Quoted passage
The sum which Giulio received he bestowed as a dowry on his sister, when he gave her in marriage to Lorenzetto the sculptor, who had been a friend and pupil of Raphael. The cardinal did not send the picture to Narbonne, but, unwilling to deprive Rome of such a masterpiece, he presented it to the church of San Pietro in Montorio, and sent in its stead the Raising of Lazarus, by Sebastian del Piombo, now in our National Gallery. The French carried off the Transfiguration to Paris in 1797, and when restored, it was placed in the Vatican, where it now is."--_Mrs.

Jameson's History of Our Lord_, vol. i.

_3rd Room._--

_Entrance Wall._--Madonna and Saints: _Titian_.

"Titian's altar-piece is a specimen of his pictures of this class.

St. Nicholas, in full episcopal costume, is gazing upwards with an air of inspiration. St. Peter is looking over his shoulder at a book, and a beautiful St. Catherine is on the other side. Farther behind, are St. Francis and St. Anthony of Padua; on the left St.

Sebastian, whose figure recurs in almost all of these pictures.

Above, in the clouds, with angels, is the Madonna, who looks cheerfully on, while the lovely Child holds a wreath, as if ready to crown a votary."--_Kugler._

"In this picture there are three stages, or whatever they are called, the same as in the Transfiguration. Below, saints and martyrs are represented in suffering and abasement; on every face is depicted sadness, nay, almost impatience; one figure in rich episcopal robes looks upwards, with the most eager and agonized longing, as if weeping, but he cannot see all that is floating above his head, but which _we_ see, standing in front of the picture. Above, Mary and her Child are in a cloud, radiant with joy, and surrounded by angels, who have woven many garlands; the Holy Child holds one of these, and seems as if about to crown the saints beneath, but his Mother withholds his hand for the moment(?). The contrast between the pain and suffering below, whence St. Sebastian looks forth out of the picture with gloom and almost apathy, and the lofty unalloyed exultation in the clouds above, where crowns and palms are already awaiting him, is truly admirable. High above the group of Mary hovers the Holy Spirit, from whom emanates a bright streaming light, thus forming the apex of the whole composition. I have just remembered that Goethe, at the beginning of his first visit to Rome, describes and admires this picture; and he speaks of it in considerable detail. It was at that time in the Quirinal."--_Mendelssohn's Letters._

Sta. Margherita da Cortona: _Guercino_. She is represented kneeling,--angels hovering above,--in the background is the Convent of Cortona.

Given entries
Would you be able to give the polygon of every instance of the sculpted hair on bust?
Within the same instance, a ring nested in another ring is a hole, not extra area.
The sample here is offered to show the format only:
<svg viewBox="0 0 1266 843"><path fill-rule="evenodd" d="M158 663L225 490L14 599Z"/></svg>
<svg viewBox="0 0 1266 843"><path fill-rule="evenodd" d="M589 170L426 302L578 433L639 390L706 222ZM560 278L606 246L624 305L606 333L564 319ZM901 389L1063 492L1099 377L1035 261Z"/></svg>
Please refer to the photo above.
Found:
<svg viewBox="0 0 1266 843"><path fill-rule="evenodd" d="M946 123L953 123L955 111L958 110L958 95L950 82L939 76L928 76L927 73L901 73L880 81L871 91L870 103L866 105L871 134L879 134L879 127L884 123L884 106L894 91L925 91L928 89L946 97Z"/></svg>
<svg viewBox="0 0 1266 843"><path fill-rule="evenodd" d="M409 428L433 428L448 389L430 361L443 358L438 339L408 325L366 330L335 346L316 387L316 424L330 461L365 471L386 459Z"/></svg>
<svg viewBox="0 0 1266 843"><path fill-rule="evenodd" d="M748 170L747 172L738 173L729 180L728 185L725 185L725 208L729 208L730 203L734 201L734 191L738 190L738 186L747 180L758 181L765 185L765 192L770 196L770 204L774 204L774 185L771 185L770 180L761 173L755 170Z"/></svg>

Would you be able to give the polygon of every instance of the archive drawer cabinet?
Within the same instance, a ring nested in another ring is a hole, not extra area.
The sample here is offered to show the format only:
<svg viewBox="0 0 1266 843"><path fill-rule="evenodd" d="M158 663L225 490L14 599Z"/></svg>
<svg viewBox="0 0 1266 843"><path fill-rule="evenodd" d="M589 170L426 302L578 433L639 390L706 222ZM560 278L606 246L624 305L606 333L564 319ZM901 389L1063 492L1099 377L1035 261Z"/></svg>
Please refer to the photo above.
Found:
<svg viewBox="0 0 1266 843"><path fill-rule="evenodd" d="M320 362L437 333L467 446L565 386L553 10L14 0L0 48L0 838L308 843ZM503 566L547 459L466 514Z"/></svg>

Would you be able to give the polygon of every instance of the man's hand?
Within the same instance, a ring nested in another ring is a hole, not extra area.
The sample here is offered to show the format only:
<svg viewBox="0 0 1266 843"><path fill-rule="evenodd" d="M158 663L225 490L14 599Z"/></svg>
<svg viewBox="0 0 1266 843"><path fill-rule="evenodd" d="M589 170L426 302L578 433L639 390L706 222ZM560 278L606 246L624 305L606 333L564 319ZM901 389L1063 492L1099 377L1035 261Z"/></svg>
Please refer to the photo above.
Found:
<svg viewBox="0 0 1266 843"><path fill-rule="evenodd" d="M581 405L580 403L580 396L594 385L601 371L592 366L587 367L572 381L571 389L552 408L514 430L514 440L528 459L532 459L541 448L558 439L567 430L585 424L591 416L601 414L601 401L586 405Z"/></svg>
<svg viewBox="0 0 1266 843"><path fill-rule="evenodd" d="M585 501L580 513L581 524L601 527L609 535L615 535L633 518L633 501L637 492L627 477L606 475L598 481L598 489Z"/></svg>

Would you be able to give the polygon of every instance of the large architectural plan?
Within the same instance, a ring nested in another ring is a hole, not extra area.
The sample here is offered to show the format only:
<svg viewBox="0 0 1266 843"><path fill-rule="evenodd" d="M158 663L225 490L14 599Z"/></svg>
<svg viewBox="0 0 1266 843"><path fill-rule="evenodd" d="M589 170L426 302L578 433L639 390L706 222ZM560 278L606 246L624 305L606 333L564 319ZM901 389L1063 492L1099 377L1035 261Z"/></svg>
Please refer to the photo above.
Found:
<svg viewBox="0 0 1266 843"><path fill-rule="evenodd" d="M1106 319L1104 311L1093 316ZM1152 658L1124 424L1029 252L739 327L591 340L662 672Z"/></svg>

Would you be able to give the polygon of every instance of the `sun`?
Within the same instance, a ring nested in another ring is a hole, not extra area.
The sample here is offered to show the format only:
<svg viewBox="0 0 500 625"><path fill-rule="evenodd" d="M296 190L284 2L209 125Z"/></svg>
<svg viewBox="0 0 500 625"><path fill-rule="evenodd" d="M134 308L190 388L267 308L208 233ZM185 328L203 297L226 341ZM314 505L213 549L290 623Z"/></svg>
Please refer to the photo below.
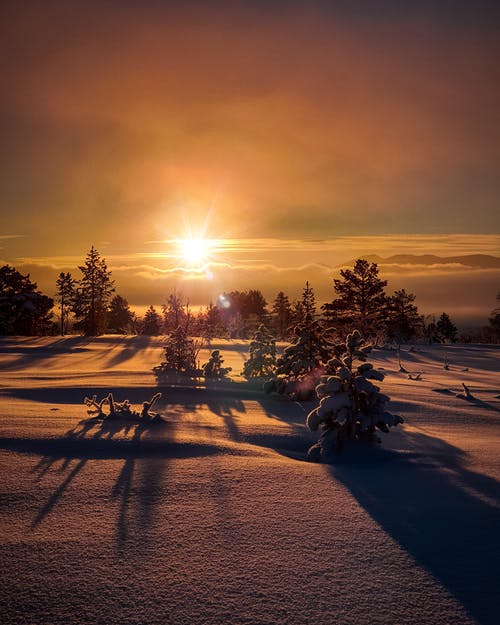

What you will do
#1 Quote the passage about the paintings between "Jameson's History of" and "the left St.", inclusive.
#2 Extend the passage about the paintings, picking up right after its final sentence.

Responses by task
#1
Jameson's History of Our Lord_, vol. i.

_3rd Room._--

_Entrance Wall._--Madonna and Saints: _Titian_.

"Titian's altar-piece is a specimen of his pictures of this class.

St. Nicholas, in full episcopal costume, is gazing upwards with an air of inspiration. St. Peter is looking over his shoulder at a book, and a beautiful St. Catherine is on the other side. Farther behind, are St. Francis and St. Anthony of Padua; on the left St.

#2
RIGHT WALL:

Martyrdom of St. Laurence: _Spagnoletto_.

22. The Magdalen, with angels bearing the instruments of the Passion: _Guercino_.

23. The Coronation of the Virgin: _Pinturicchio_.

24. The Resurrection: _Perugino_. The figures are sharply relieved against a bright green landscape and a perfectly green sky. The figure of the risen Saviour is in a raised gold nimbus surrounded by cherubs' heads, as in the fresco of Pinturicchio at the Ara Cli. The escaping soldier is said to be a portrait of Perugino, introduced by Raphael,--the sleeping soldier that of Raphael, by Perugino.

25. "La Madonna di Monte Luco," designed by Raphael: the upper part painted by _Giulio Romano_, the lower by _Francesco Penni_ (Il Fattore). The apostles looking into the tomb of the Virgin, find it blooming with heartsease and ixias. Above, the Virgin is crowned amid the angels. There is a lovely landscape seen through a dark cave, which ends awkwardly in the black clouds. This picture was painted for the convent of Monte Luco near Spoleto.

26. The Nativity: _Giovanni Spagna_.

27. The Coronation of the Virgin: _Raphael_. The predella in the first room belonged to this picture, which was painted for the Benedictines of Perugia.